**DATA SHOWN:**
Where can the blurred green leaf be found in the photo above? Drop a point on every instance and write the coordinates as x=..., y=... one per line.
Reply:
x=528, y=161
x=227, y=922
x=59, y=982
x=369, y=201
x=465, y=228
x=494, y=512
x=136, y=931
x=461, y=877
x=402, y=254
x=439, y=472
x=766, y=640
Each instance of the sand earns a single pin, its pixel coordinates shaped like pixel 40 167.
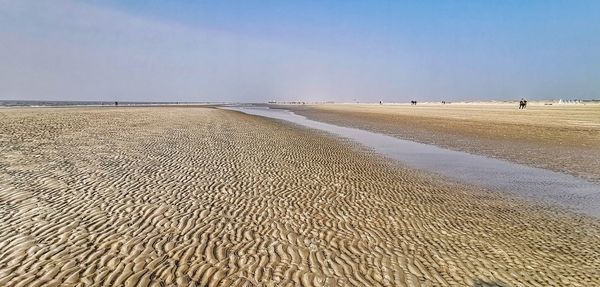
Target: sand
pixel 206 197
pixel 563 138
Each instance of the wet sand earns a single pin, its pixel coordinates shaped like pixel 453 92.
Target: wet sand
pixel 563 138
pixel 200 196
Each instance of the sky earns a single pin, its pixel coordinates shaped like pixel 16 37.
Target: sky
pixel 263 50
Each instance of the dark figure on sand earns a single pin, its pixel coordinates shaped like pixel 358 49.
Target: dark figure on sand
pixel 522 104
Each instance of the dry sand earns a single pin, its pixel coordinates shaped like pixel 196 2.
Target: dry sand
pixel 564 138
pixel 199 196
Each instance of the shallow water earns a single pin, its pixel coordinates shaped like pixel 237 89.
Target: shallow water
pixel 531 183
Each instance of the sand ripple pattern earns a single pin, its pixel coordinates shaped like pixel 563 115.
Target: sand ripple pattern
pixel 205 197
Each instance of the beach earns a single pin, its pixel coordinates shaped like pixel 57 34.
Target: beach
pixel 198 196
pixel 563 138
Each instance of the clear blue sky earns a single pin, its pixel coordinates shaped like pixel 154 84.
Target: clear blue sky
pixel 299 50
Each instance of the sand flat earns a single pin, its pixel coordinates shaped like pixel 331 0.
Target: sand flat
pixel 199 196
pixel 564 138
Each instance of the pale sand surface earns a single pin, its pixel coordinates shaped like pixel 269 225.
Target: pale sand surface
pixel 198 196
pixel 564 138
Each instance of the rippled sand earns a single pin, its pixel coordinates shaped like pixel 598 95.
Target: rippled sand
pixel 564 138
pixel 198 196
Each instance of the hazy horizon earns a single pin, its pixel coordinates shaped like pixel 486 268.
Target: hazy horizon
pixel 258 51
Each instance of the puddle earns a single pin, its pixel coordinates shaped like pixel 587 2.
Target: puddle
pixel 531 183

**TASK DIRECTIONS:** Everything from the line with "Each instance of the sand ripple" through the line with "Each instance of the clear" in the listing above must be retyped exactly, with nothing added.

**WRITTEN SOLUTION:**
Each instance of the sand ripple pattern earns a single pin, its pixel coordinates shaped like pixel 563 115.
Target: sand ripple pattern
pixel 205 197
Each instance of the beach earns a single pin, its pixel coordinates shaped like pixel 57 34.
Target: beach
pixel 198 196
pixel 563 138
Each instance of the clear blue sky earns a single pin, its pixel coordinates shaped like pixel 154 84.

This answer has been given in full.